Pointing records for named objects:
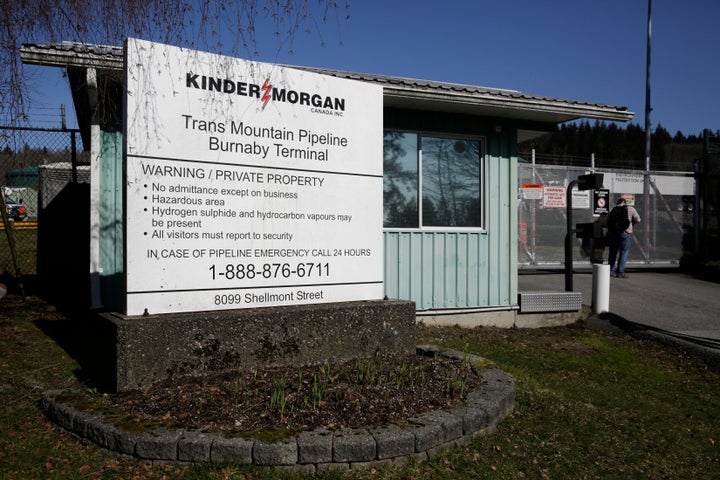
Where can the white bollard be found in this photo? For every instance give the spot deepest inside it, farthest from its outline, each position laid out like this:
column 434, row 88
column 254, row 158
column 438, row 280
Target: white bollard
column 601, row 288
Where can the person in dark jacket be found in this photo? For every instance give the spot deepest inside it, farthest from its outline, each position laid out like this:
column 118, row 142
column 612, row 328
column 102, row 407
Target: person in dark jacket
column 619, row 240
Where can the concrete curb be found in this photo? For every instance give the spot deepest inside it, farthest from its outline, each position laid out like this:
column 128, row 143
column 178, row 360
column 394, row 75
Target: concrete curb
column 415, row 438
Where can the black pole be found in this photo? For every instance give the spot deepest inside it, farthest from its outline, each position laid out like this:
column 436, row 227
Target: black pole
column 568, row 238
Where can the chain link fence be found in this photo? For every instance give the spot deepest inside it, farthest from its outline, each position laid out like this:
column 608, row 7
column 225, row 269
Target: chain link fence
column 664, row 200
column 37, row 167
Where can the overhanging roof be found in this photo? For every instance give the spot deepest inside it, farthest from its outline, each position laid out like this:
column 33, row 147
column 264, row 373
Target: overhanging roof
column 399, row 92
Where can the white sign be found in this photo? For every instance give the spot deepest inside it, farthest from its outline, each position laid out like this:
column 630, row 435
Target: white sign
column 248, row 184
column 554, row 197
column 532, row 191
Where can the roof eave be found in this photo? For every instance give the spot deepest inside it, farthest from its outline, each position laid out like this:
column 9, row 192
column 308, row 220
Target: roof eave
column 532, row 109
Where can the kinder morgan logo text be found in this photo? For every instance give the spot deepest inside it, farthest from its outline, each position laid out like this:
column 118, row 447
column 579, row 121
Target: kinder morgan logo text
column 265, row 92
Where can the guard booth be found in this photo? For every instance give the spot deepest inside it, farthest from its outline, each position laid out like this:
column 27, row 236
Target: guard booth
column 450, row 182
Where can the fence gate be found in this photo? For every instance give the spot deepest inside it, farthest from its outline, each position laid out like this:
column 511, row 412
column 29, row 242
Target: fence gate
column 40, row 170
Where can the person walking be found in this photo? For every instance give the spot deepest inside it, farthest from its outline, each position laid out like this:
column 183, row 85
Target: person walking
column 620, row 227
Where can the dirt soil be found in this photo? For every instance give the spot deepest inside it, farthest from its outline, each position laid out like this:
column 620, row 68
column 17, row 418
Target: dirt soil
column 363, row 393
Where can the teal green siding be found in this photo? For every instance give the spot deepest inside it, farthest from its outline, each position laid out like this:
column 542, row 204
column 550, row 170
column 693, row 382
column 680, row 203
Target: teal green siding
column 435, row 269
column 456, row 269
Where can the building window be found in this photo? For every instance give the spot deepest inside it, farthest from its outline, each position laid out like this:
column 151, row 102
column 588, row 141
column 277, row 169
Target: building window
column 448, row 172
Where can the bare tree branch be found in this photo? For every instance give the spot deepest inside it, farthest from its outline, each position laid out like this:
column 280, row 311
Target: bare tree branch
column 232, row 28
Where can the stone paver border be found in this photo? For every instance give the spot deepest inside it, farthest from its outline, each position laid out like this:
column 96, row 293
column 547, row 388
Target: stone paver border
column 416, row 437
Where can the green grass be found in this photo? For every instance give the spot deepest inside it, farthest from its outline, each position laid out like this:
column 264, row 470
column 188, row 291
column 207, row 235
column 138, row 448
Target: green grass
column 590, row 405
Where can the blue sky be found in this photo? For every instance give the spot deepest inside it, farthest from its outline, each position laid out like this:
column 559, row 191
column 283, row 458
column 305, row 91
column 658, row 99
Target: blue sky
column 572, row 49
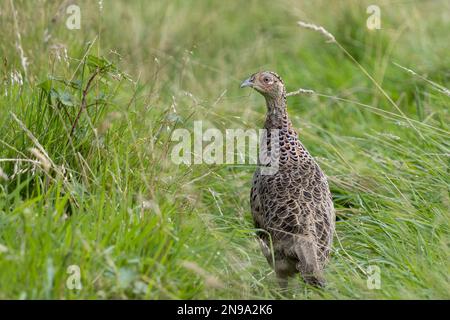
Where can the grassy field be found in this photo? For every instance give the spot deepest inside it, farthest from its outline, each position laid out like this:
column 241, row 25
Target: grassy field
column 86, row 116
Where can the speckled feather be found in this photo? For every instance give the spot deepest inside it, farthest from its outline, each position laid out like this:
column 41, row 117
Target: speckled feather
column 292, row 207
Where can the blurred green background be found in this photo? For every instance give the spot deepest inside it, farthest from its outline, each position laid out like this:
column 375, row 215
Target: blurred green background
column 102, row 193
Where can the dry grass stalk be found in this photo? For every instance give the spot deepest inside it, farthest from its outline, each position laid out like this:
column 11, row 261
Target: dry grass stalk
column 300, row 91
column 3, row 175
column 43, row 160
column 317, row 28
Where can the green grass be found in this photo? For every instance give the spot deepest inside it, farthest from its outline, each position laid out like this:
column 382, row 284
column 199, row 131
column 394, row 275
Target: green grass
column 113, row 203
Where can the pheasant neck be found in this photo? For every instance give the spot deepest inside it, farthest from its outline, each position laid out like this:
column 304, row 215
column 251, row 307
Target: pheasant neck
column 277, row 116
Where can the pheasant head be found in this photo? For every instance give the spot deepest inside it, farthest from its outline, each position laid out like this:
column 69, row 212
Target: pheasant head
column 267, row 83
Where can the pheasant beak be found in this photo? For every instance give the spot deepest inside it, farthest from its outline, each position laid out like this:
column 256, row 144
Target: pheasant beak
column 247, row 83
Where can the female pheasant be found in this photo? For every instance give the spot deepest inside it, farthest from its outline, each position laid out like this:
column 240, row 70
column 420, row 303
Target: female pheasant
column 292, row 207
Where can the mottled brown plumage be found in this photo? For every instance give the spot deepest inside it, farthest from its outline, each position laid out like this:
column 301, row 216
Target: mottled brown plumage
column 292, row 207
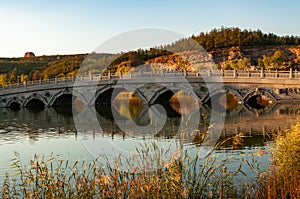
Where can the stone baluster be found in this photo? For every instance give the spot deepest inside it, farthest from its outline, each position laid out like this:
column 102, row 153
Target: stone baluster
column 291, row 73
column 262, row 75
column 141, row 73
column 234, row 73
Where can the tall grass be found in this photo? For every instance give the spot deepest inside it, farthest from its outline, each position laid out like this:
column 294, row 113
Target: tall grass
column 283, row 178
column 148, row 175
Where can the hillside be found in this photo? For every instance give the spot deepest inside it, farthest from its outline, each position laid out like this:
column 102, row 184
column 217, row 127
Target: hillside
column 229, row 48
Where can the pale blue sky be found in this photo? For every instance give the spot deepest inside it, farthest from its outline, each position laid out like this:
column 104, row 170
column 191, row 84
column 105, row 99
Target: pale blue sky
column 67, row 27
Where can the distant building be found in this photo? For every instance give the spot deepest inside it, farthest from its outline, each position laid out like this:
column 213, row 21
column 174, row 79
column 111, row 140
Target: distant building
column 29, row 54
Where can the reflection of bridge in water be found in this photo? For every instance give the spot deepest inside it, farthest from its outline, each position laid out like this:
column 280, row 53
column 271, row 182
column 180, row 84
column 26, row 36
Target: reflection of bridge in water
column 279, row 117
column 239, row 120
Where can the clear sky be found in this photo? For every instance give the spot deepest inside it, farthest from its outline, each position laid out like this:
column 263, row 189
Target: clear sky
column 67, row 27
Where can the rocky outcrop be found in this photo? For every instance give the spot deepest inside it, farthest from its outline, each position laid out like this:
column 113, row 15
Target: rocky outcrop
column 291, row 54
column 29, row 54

Exercise description: Transcribe all of the records above word for word, and leave the pictures out of your copy.

Full answer:
Where can the white bollard be found in this photo? For every instance give the spot deepest inside it, farthest from its outline, each position laid out like this:
column 434, row 88
column 254, row 158
column 438, row 280
Target: white bollard
column 601, row 288
Where can the person in dark jacket be found in this photo? For every instance give the spot deepest inside it, farthest from its outline, each position laid out like this:
column 118, row 142
column 612, row 328
column 102, row 407
Target: person in dark jacket
column 619, row 240
Where can the concrete curb be found in this photo? For every instance give the spot deepest inside it, farthest from its outline, each position laid out like this:
column 128, row 143
column 178, row 360
column 394, row 75
Target: concrete curb
column 415, row 438
Where can the black pole be found in this photo? For every instance give the spot deepest inside it, farthest from its outline, each position laid out like this:
column 436, row 227
Target: black pole
column 568, row 238
Where can the chain link fence be found in this photo? For every instance give the spot deepest inside it, farthest from its outline, each position laid out like this:
column 608, row 7
column 225, row 269
Target: chain link fence
column 664, row 200
column 37, row 167
Where can the overhanging roof be found in this photo? For every instance give the spot deepest inside it, farthest from its outline, each position laid out like this:
column 33, row 147
column 264, row 373
Target: overhanging roof
column 399, row 92
Where can the white sign be found in this photo? For every instance give the spot deepest inside it, farthest from its outline, each position laid out like this:
column 630, row 435
Target: white sign
column 248, row 184
column 554, row 197
column 532, row 191
Where can the roof eave be found in this photo? For every instance give the spot deepest inside it, farthest from its outline, each position laid out like this:
column 9, row 192
column 308, row 220
Target: roof eave
column 532, row 109
Where can the kinder morgan logo text be found in this photo? For every instance give the spot deepest inside it, farthest from its outline, each position laid out like this:
column 118, row 447
column 579, row 121
Target: kinder morgan logo text
column 265, row 92
Where can the guard booth be found in this photo? For every instance give the spot deepest inside it, farthest from its outline, each position laid out like this:
column 27, row 236
Target: guard booth
column 450, row 182
Where can the fence gate be found in this photo? For every instance give the spot deepest inside it, farthest from its outline, each position laid out like this:
column 511, row 412
column 29, row 242
Target: fence gate
column 40, row 170
Where can the person walking be found in this photo? For every instance give the spot deepest inside it, farthest from its outline, each position laid out like this:
column 183, row 85
Target: person walking
column 620, row 227
Where can the dirt soil be found in this photo? For every instance give the spot deepest inside it, farthest from its outline, each position laid out like this:
column 620, row 68
column 17, row 418
Target: dirt soil
column 363, row 393
Where can the teal green siding be found in this photo? For every instance give the spot deepest inside it, farthest from its outline, each position laid out like this:
column 542, row 204
column 550, row 170
column 693, row 382
column 680, row 203
Target: teal green siding
column 435, row 269
column 456, row 269
Where can the building window be found in this photo? For every instance give the spot deepest inside it, farthest from its outline, each position laid out like this:
column 151, row 102
column 588, row 141
column 277, row 169
Target: building window
column 448, row 172
Where can the bare tree branch be found in this photo? For every instance give the spot deepest inside it, farthest from its outline, each position laid out like this:
column 280, row 311
Target: bare tree branch
column 232, row 28
Where can the stone paver border be found in this photo? For every instance give the spot deepest inside it, farthest from its outline, each position laid out like this:
column 96, row 293
column 547, row 388
Target: stone paver border
column 416, row 437
Where can the green grass be found in this photo? For every instance give the spot deepest inside it, farthest from its outline, each position laid out like this:
column 264, row 470
column 188, row 291
column 207, row 235
column 138, row 448
Target: green grass
column 590, row 405
Where can the blue sky be found in this photo? For every instance give the spot deepest inside it, farthest from its outline, each position laid out like this:
column 559, row 191
column 283, row 458
column 305, row 91
column 658, row 99
Target: blue sky
column 572, row 49
Where can the grassy field be found in this photo? For every instance give the spot deepest inside it, farthest from its outline, each position laid out like this:
column 241, row 25
Target: grassy field
column 86, row 116
Where can the speckled feather be found in this photo? For every instance give the spot deepest inside it, farthest from its outline, each position laid out like this:
column 41, row 117
Target: speckled feather
column 292, row 207
Where can the blurred green background be found in this photo? For every instance give the spot deepest inside it, farthest from its outline, each position laid out like this:
column 375, row 215
Target: blurred green background
column 102, row 193
Where can the dry grass stalk be found in this photo? For every instance give the spot deepest inside it, farthest from its outline, each position laid out like this:
column 11, row 261
Target: dry grass stalk
column 300, row 91
column 3, row 175
column 43, row 160
column 317, row 28
Where can the green grass be found in this photo? For every instance give the spot deepest inside it, farthest from its outline, each position laid out like this:
column 382, row 284
column 199, row 131
column 394, row 275
Target: green grass
column 113, row 203
Where can the pheasant neck be found in this photo? For every instance give the spot deepest inside it, farthest from its outline, each position laid out like this:
column 304, row 215
column 251, row 307
Target: pheasant neck
column 277, row 116
Where can the pheasant head be found in this photo? For every instance give the spot deepest inside it, farthest from its outline, each position laid out like this:
column 69, row 212
Target: pheasant head
column 267, row 83
Where can the pheasant beak be found in this photo? For every instance give the spot deepest inside it, farthest from its outline, each position laid out like this:
column 256, row 144
Target: pheasant beak
column 247, row 83
Where can the female pheasant be found in this photo? For every instance give the spot deepest inside it, farthest from its outline, each position laid out like this:
column 240, row 70
column 420, row 303
Target: female pheasant
column 292, row 207
Where can the mottled brown plumage be found in this photo? For every instance give the spot deepest inside it, farthest from its outline, each position laid out like this:
column 301, row 216
Target: mottled brown plumage
column 292, row 207
Where can the stone baluster be found in this photo? For every instance give the spot deepest inside it, farthest from its outline, each position laid out like this:
column 102, row 153
Target: stone baluster
column 291, row 73
column 262, row 75
column 141, row 73
column 234, row 73
Where can the tall grass be found in this photo? For every instance give the spot deepest inside it, farthest from its outline, each position laid out like this:
column 294, row 113
Target: tall grass
column 283, row 178
column 148, row 175
Where can the hillside be found in this photo? For every instance give the spot deepest inside it, farthest from its outline, each position laid out like this:
column 102, row 184
column 217, row 127
Target: hillside
column 229, row 48
Where can the pale blue sky be found in this photo? For every instance give the spot deepest inside it, farthest from its outline, each position laid out like this:
column 104, row 170
column 191, row 84
column 105, row 99
Target: pale blue sky
column 67, row 27
Where can the distant building be found in this photo? For every instance give the spot deepest inside it, farthest from its outline, each position laid out like this:
column 213, row 21
column 174, row 79
column 111, row 140
Target: distant building
column 29, row 54
Where can the reflection of bridge in water be found in this photo? For every instance give the spot deepest inside it, farthest from its outline, each position laid out like this:
column 280, row 53
column 271, row 182
column 180, row 84
column 26, row 36
Target: reflection of bridge in water
column 279, row 117
column 239, row 120
Where can the clear sky be found in this photo? For every instance give the spot deepest inside it, farthest from its outline, each position laid out like this:
column 263, row 189
Target: clear sky
column 67, row 27
Where can the rocky outcrop be found in this photo? For every instance give the spot deepest inside it, farthest from its outline, each position laid out like this:
column 113, row 15
Target: rocky outcrop
column 291, row 54
column 29, row 54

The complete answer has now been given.